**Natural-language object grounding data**
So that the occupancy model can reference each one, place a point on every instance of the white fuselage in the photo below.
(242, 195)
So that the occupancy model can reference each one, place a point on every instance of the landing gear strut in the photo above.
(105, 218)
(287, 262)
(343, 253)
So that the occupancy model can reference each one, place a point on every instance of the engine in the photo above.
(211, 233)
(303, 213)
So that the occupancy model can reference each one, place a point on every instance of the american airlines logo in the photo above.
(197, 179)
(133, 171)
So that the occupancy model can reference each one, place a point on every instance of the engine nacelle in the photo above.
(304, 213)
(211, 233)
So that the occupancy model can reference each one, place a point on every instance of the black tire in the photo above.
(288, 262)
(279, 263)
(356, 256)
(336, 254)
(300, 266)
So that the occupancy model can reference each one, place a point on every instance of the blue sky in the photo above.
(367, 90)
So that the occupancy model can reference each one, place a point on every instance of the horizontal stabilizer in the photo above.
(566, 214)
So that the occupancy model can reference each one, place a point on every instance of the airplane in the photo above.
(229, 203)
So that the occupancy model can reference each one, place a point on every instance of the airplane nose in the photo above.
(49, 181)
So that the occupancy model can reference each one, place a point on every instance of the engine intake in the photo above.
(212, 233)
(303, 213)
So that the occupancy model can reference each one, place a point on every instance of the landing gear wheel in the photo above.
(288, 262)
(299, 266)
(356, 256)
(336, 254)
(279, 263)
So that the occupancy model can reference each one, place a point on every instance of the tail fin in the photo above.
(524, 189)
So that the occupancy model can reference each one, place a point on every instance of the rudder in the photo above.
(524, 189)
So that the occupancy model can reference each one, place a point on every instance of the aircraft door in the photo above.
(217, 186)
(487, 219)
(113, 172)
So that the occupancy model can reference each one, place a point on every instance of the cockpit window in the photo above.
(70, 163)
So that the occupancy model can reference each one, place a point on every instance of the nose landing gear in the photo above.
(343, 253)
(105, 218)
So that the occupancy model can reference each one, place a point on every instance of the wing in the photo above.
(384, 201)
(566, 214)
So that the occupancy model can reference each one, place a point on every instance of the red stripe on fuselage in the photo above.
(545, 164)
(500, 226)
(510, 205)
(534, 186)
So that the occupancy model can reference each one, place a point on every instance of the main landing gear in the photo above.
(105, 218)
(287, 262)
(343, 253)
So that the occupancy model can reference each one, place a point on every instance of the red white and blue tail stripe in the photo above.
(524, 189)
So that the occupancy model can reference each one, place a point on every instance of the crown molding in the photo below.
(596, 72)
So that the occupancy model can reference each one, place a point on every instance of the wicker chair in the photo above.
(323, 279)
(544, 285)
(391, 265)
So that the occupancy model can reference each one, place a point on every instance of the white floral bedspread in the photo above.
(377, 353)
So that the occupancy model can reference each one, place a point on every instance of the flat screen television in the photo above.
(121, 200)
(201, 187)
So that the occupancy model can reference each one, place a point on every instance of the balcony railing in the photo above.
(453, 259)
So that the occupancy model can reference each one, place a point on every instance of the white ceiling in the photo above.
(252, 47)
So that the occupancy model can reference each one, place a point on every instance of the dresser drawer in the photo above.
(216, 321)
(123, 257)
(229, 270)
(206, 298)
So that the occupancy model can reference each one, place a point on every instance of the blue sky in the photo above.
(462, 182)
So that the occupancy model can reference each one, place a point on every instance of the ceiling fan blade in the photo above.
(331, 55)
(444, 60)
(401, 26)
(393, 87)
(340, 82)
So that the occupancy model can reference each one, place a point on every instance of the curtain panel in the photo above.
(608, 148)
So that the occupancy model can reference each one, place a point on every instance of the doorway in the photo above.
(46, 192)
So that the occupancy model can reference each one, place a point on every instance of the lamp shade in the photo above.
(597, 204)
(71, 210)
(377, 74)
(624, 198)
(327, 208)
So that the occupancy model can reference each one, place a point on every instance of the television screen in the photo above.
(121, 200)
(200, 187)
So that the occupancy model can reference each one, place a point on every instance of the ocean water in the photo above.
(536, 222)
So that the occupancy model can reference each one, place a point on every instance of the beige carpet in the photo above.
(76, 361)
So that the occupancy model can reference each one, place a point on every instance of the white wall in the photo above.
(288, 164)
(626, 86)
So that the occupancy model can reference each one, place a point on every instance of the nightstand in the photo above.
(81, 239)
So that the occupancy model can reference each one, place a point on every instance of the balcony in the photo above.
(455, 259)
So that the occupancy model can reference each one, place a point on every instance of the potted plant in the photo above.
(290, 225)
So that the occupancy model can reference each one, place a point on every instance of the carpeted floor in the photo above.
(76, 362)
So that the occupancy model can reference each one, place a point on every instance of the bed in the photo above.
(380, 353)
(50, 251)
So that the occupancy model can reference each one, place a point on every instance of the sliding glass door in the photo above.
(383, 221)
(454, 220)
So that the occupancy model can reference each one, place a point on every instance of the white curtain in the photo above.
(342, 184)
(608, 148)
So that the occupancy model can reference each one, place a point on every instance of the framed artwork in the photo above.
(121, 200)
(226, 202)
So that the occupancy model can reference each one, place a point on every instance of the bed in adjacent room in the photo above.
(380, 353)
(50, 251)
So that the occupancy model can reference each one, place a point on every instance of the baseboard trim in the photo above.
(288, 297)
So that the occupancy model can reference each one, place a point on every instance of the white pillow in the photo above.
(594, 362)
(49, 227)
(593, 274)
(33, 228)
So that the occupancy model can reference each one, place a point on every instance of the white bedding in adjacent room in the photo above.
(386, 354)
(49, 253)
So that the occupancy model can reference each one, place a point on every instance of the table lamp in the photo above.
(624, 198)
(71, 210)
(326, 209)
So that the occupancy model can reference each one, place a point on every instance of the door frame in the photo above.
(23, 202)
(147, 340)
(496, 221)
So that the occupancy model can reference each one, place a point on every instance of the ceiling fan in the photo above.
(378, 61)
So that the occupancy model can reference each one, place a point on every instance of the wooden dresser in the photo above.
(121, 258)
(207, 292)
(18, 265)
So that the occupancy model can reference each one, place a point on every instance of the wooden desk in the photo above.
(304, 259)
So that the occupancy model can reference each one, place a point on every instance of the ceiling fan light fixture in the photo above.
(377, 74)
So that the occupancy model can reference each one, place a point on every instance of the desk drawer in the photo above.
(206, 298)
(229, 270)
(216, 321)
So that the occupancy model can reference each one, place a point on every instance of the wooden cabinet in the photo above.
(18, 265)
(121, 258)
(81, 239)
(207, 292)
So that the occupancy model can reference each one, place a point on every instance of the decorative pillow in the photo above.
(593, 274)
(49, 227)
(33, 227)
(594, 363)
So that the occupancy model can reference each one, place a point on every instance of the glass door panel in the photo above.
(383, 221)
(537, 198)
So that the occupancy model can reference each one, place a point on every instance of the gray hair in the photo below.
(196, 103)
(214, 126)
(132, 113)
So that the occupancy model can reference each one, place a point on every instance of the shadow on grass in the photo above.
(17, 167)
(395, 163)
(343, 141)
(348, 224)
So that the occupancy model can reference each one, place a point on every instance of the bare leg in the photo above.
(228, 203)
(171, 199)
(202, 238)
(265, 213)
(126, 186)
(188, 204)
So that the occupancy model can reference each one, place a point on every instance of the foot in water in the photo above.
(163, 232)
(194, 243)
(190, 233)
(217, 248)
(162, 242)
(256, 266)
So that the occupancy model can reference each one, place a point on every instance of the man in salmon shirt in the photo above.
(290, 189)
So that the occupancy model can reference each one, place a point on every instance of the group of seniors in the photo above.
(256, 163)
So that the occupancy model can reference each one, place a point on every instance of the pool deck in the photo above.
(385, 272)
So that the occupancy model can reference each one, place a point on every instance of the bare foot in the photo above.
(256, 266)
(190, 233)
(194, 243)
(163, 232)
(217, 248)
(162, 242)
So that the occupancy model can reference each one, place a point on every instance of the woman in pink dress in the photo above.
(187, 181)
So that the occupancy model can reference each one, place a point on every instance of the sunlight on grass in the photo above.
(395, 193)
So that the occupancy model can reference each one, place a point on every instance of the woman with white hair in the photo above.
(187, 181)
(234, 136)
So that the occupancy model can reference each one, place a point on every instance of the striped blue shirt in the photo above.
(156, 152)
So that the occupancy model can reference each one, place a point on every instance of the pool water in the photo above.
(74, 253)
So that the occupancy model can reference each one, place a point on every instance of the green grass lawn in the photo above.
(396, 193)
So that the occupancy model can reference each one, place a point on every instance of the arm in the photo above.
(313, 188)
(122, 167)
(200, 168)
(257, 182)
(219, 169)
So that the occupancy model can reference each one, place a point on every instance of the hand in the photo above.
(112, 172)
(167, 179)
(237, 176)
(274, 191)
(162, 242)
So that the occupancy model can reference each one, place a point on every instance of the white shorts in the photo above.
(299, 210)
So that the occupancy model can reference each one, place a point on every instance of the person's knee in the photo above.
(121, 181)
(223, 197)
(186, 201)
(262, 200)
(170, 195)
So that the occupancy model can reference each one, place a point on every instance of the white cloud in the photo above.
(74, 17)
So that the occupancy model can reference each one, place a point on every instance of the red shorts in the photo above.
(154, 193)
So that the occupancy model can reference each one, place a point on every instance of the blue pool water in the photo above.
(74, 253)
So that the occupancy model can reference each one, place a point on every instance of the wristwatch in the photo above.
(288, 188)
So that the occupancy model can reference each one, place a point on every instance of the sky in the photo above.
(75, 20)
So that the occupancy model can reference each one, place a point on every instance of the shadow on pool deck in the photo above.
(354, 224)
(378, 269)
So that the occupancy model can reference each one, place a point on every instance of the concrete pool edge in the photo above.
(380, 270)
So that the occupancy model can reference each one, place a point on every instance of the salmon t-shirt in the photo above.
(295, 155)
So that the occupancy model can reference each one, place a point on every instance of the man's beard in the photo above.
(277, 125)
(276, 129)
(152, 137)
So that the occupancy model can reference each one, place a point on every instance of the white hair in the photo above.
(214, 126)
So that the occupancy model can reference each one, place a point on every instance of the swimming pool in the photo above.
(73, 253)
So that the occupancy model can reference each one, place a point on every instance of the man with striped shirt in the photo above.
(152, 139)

**Work instruction**
With the line containing "beard in the photo above." as the first and the final line of the records as the last, copy that span exactly and nothing more.

**Solution for this problem**
So that the occupancy model can reference each one, place a point on every instance of the man's beard in the photo above.
(277, 125)
(276, 129)
(152, 137)
So that the occupancy model can reference each one, place a point on every instance of the white hair in the photo above.
(214, 126)
So that the occupancy model can reference each one, place a point on every instance of the swimming pool in the photo above.
(73, 253)
So that the occupancy model can reference each one, place a point on every instance of the man with striped shirt in the photo above.
(152, 139)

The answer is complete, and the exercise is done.